## EXERCISES TO COMPLETE:
A – According to the FreeBSD forum thread, which ports did the scan run from a Mac show as open?
B – In the FreeBSD forum thread, write out the passage starting with "So, I suppose" and going on through "from another location.", substituting "tablet" for "phone".
C – Turn the paragraph of the FreeBSD forum thread that begins "Try it! In my setup" into a short bulleted list that keeps its main facts.

What I did was I enabled the firewall in the rc.conf and wrote an `ipfw add allow in` and `ipfw add allow out` command to the /usr/local/etc/ipfw.rules file, so the firewall is completely transparent. 

I also ran a scan from a Mac computer and it shows ports TCP 22 and 5006 open. Nether of those two ports show up in the nmap scan. 

So, I suppose I will try to expose the server and try to connect to it from an iOS mobile device to see what happens. Quick question, if I have two NATs and I place the FreeBSD server into the first one, would I be able to connect to the L2TP server from NAT2? (I guess that would make for a completely different question ). The idea is that I'd like to connect with my phone and one of my computers to the same VPN tunnel and (say) share some files over this VPN. Thanks much for your help. 



> I'd advice to run sockstat -4l on the server, then check which ports are being used for listening. After that you could try using telnet to connect to these ports from another location.
> 
> My guess is that those processes bound to localhost instead of your public interface, as such you can't access them from a remote location.



@ShelLuser I did and I can see mpd5, racoon and sshd as processes listening on several ports. Now I realized that some ports are marked with "*" and others aren't. What is the difference? Are the ones marked with a "*" exposed?


----------



## Anonymous (Nov 11, 2013)

nactusberrilli said:
			
		

> ...
> Quick question, if I have two NATs and I place the FreeBSD server into the first one, would I be able to connect to the L2TP server from NAT2? (I guess that would make for a completely different question ).



Try it! In my setup the server and the clients may sit behind different NATs. If you need to connect more than one clients behind the same NAT at the same time or if you got Windows clients to be connected, then you would need to patch the kernel, see:

http://forums.freebsd.org/showpost.php?p=231620&postcount=86
http://forums.freebsd.org/showpost.php?p=231620&postcount=88
http://forums.freebsd.org/showpost.php?p=231620&postcount=94

If you have more questions on that setup, then it would be perhaps better to add it in the respective HOWTO thread.

## Position identification rows:

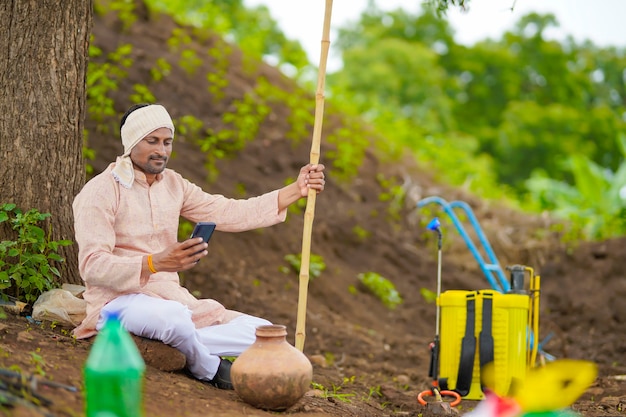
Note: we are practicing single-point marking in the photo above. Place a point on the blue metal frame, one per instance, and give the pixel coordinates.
(500, 284)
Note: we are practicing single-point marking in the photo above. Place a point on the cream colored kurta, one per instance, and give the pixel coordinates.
(115, 227)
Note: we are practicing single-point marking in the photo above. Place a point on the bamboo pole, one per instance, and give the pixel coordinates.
(309, 213)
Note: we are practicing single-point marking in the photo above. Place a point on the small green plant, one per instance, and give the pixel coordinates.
(26, 264)
(316, 264)
(335, 394)
(381, 288)
(37, 360)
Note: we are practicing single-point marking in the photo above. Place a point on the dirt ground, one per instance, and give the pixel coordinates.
(371, 361)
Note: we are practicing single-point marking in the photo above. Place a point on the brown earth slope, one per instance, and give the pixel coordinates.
(372, 361)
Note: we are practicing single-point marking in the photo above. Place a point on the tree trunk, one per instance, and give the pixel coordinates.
(44, 48)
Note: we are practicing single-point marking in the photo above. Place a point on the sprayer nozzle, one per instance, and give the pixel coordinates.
(434, 224)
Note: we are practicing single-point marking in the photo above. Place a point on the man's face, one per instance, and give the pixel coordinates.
(150, 155)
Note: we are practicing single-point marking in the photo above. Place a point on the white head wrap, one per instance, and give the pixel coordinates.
(139, 124)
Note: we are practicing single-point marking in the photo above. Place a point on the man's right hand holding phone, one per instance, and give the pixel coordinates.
(180, 256)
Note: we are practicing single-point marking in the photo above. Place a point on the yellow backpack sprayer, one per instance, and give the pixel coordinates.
(497, 326)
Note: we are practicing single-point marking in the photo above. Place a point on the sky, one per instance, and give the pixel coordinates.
(601, 21)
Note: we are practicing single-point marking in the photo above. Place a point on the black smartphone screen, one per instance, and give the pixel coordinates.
(204, 230)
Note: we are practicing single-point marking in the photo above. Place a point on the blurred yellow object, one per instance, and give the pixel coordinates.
(554, 386)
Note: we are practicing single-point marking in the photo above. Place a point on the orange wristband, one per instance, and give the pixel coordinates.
(151, 265)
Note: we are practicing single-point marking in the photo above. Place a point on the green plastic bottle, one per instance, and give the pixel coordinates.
(114, 373)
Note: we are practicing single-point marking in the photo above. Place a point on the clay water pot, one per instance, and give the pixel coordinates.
(271, 374)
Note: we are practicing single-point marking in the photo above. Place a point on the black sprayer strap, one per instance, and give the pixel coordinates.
(485, 340)
(468, 348)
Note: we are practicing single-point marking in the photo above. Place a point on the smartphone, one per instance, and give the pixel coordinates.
(204, 230)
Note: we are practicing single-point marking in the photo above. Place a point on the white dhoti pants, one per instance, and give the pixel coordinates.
(170, 322)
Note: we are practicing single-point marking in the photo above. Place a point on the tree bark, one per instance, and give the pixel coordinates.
(44, 50)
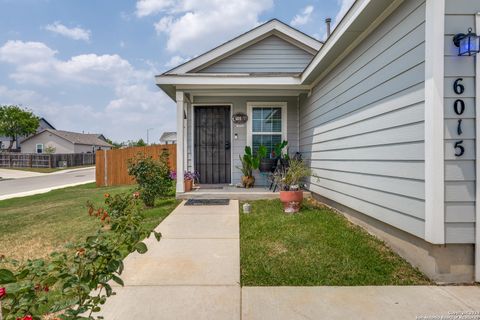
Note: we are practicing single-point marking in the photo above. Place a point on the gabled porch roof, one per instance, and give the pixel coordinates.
(356, 25)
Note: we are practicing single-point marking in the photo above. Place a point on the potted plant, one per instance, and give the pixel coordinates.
(289, 179)
(189, 178)
(249, 163)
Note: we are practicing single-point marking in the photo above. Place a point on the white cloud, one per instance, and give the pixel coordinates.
(133, 101)
(175, 61)
(303, 17)
(75, 33)
(345, 5)
(193, 26)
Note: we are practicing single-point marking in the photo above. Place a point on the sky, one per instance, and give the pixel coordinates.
(89, 65)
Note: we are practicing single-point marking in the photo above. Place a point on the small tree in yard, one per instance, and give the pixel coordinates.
(15, 121)
(152, 176)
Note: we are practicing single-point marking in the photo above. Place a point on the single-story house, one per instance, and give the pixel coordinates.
(383, 112)
(61, 142)
(168, 138)
(5, 141)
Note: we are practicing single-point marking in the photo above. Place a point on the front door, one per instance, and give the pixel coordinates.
(212, 144)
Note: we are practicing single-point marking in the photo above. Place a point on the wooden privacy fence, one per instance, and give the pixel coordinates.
(112, 165)
(34, 160)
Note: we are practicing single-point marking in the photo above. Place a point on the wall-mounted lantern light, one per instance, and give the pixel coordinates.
(468, 44)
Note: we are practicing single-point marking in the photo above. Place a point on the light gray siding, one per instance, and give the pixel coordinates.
(240, 105)
(271, 54)
(459, 171)
(362, 127)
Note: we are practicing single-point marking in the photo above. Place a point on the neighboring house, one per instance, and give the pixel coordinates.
(383, 112)
(168, 138)
(64, 142)
(5, 141)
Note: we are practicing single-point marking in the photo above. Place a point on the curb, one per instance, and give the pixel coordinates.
(40, 191)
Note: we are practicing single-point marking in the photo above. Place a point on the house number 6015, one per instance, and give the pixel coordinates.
(459, 109)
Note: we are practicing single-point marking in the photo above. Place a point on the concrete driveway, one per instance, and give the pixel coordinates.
(43, 182)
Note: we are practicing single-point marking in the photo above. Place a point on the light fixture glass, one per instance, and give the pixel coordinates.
(468, 44)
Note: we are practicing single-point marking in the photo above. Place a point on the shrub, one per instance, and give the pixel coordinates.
(152, 176)
(81, 280)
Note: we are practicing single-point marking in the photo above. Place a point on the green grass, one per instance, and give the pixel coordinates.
(35, 226)
(48, 170)
(315, 247)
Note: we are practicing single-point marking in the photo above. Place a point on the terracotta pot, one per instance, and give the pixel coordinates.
(248, 181)
(188, 185)
(292, 200)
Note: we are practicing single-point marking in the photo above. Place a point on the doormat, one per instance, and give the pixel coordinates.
(207, 202)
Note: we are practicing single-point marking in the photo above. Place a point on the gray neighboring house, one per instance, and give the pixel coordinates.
(384, 112)
(5, 141)
(168, 138)
(65, 142)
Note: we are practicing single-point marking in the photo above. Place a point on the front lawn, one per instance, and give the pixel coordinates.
(315, 247)
(35, 226)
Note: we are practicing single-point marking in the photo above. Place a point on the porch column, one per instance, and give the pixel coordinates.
(180, 97)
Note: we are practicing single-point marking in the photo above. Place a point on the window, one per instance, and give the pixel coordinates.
(39, 148)
(267, 125)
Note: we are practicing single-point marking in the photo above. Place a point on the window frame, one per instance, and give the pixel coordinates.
(36, 148)
(252, 105)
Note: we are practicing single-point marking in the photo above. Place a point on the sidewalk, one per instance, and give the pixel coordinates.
(192, 273)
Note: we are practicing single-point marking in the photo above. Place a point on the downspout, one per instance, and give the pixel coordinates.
(477, 157)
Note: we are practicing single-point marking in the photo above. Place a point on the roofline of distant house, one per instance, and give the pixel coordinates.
(52, 131)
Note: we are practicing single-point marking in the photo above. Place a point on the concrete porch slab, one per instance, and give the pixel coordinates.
(231, 209)
(185, 262)
(195, 226)
(382, 302)
(174, 302)
(232, 192)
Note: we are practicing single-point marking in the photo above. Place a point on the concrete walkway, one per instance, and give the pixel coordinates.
(194, 273)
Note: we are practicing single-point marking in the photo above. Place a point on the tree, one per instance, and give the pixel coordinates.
(15, 122)
(140, 143)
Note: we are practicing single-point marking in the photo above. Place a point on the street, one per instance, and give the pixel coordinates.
(45, 182)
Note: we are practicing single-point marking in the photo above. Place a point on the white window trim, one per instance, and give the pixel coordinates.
(251, 105)
(36, 148)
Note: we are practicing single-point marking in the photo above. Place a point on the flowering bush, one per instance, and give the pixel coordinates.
(82, 279)
(152, 176)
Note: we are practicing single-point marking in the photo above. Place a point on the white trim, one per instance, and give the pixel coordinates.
(434, 122)
(272, 27)
(253, 104)
(237, 81)
(180, 98)
(477, 162)
(192, 128)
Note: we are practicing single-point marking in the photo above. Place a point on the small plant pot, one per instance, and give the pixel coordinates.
(292, 200)
(266, 165)
(188, 185)
(248, 181)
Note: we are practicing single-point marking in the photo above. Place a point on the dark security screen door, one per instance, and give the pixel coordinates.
(212, 144)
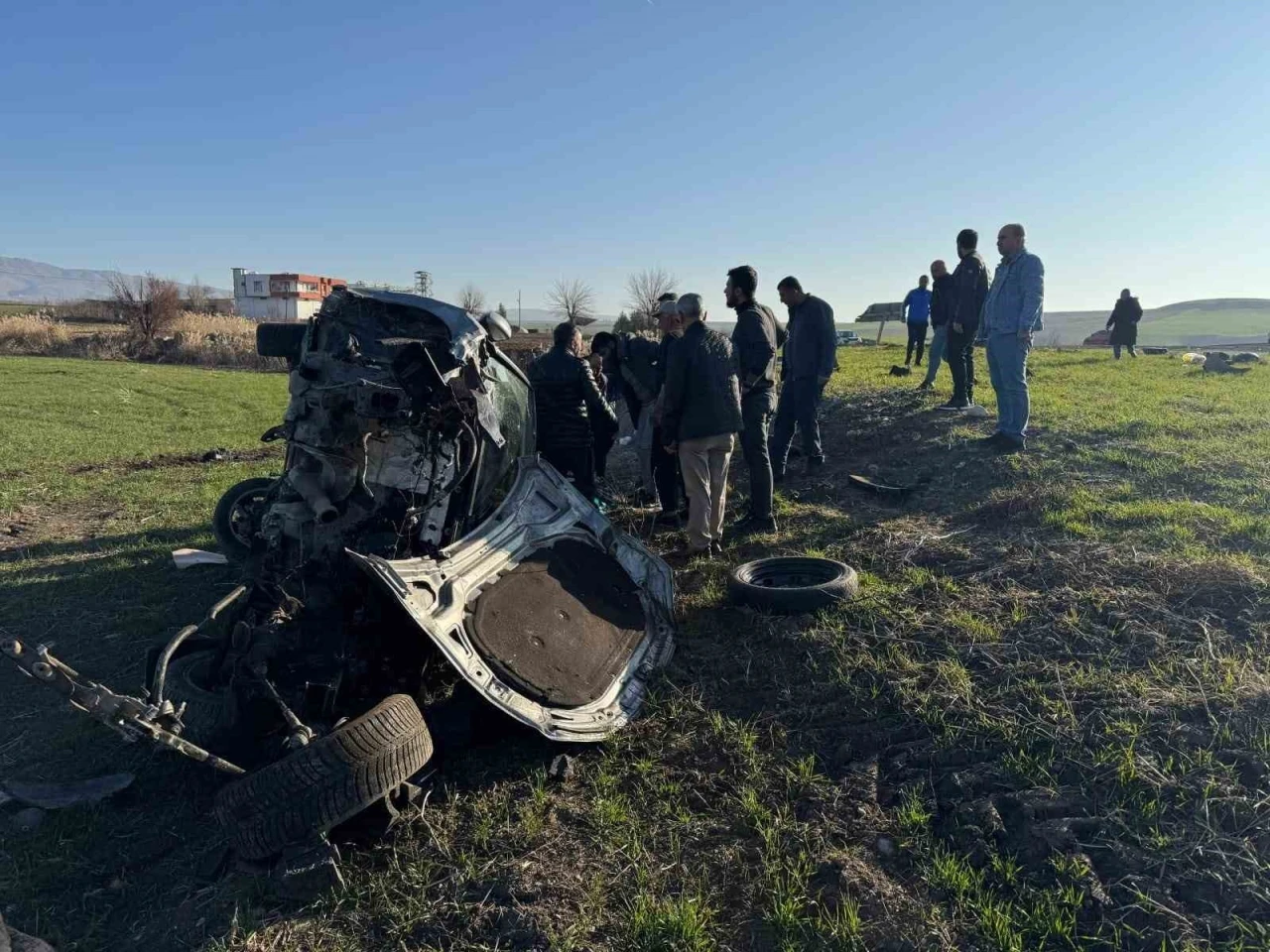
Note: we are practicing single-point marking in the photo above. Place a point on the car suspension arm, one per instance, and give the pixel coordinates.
(130, 716)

## COMPLETED EXERCISE:
A – TCP ports 22 and 5006.

B –
So, I suppose I will try to expose the server and try to connect to it from an iOS mobile device to see what happens. Quick question, if I have two NATs and I place the FreeBSD server into the first one, would I be able to connect to the L2TP server from NAT2? (I guess that would make for a completely different question ). The idea is that I'd like to connect with my tablet and one of my computers to the same VPN tunnel and (say) share some files over this VPN. Thanks much for your help. 



> I'd advice to run sockstat -4l on the server, then check which ports are being used for listening. After that you could try using telnet to connect to these ports from another location.

C –
- Try it.
- In this setup, the server and the clients may sit behind different NATs.
- Connecting more than one client behind the same NAT at the same time, or connecting Windows clients, requires patching the kernel.